**TRECHO SELECIONADO:**
>>
Entre a beleza e a brutalidade da Amazônia, minissérie expõe o tráfico humano e transforma denúncia social em suspense hipnótico

Imagem: Divulgação
Imagem: Divulgação

A Netflix mergulha mais uma vez no universo do audiovisual brasileiro com Pssica, minissérie baseada no livro homônimo do paraense Edyr Augusto. Ambientada nos rios da Amazônia Atlântica, a produção combina realismo brutal e atmosfera quase mística para retratar uma trama marcada por violência, sobrevivência e destinos cruzados. Sob a direção de Quico Meirelles, filho de Fernando Meirelles (que também trabalha na direção da série), a obra se apoia em personagens complexos e narrativas entrelaçadas, evocando tanto o thriller quanto o drama social. O resultado é uma experiência intensa que provoca desconforto e fascínio na mesma medida.


Divida em quatro episódios, o enredo parte de três protagonistas que representam universos distintos, mas inevitavelmente ligados pela engrenagem da violência: Janalice (Domithila Cattete), vítima de um sequestro cruel; Preá (Lucas Galvino), herdeiro relutante de uma gangue fluvial; e Mariangel (Marleyda Soto), em busca de vingança pela perda da família. Cada arco narrativo é construído de uma forma muito particular, onde cada história se interliga em determinados momentos.
<<
**MATERIAL:**
>>
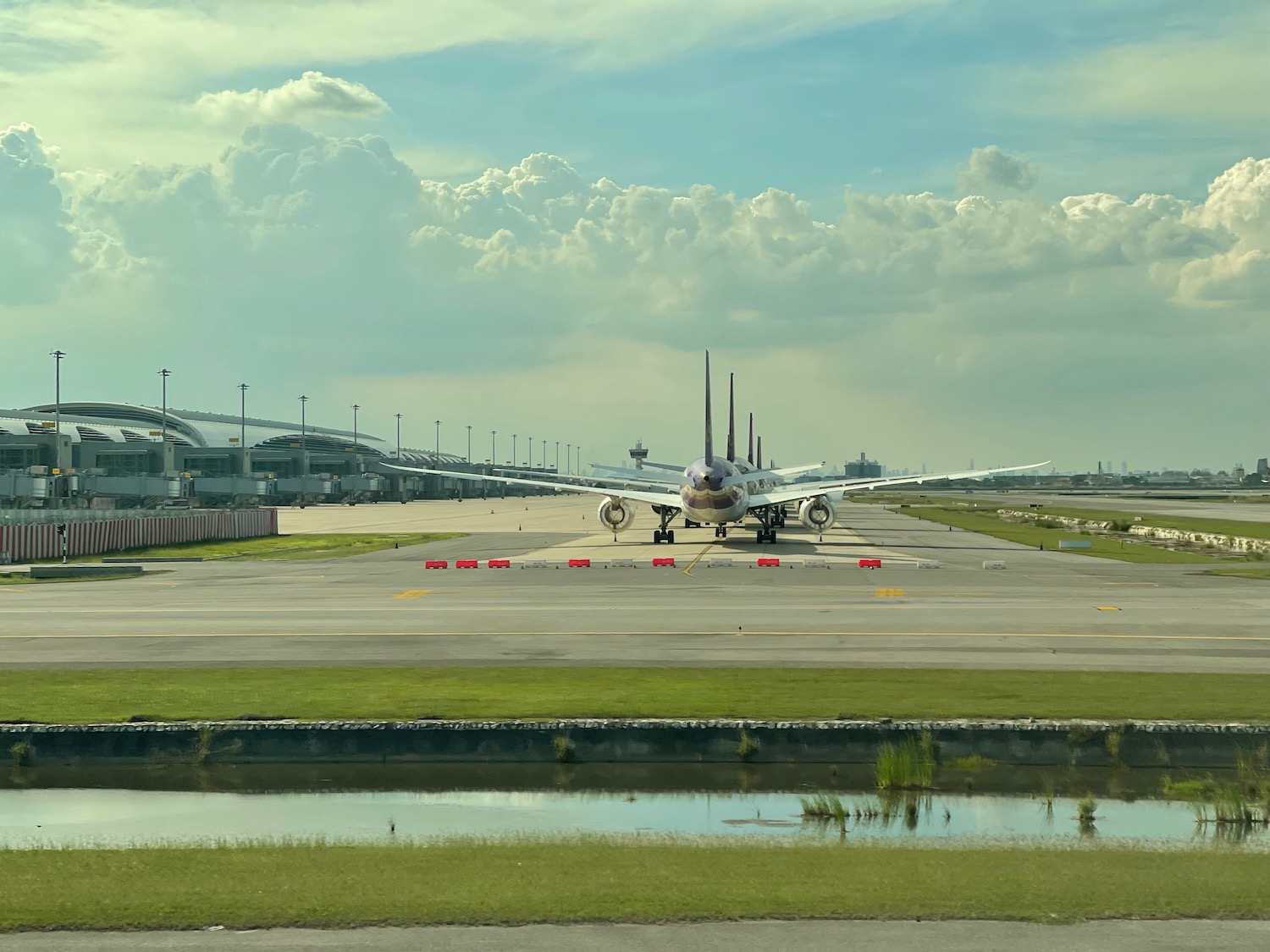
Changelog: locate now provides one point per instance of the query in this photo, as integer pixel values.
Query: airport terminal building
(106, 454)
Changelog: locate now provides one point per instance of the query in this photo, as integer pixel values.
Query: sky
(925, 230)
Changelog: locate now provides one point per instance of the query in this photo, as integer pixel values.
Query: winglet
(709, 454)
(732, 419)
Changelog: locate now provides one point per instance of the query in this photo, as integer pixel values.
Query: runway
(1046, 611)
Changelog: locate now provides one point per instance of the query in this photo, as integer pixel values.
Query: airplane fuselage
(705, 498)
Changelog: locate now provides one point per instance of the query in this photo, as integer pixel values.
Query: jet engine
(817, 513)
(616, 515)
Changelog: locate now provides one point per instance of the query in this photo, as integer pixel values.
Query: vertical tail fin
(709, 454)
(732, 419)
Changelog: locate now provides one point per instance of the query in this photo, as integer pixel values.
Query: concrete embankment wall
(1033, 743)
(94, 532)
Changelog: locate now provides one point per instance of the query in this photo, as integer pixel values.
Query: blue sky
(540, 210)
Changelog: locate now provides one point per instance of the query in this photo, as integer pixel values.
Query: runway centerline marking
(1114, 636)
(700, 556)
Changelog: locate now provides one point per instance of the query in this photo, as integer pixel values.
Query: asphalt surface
<<
**PEDIDO:**
Devolva, sem nenhuma alteração, a parte do texto sobre a minissérie Pssica que vai de "A Netflix mergulha" a "na mesma medida.".

**RESPOSTA COMPLETA:**
A Netflix mergulha mais uma vez no universo do audiovisual brasileiro com Pssica, minissérie baseada no livro homônimo do paraense Edyr Augusto. Ambientada nos rios da Amazônia Atlântica, a produção combina realismo brutal e atmosfera quase mística para retratar uma trama marcada por violência, sobrevivência e destinos cruzados. Sob a direção de Quico Meirelles, filho de Fernando Meirelles (que também trabalha na direção da série), a obra se apoia em personagens complexos e narrativas entrelaçadas, evocando tanto o thriller quanto o drama social. O resultado é uma experiência intensa que provoca desconforto e fascínio na mesma medida.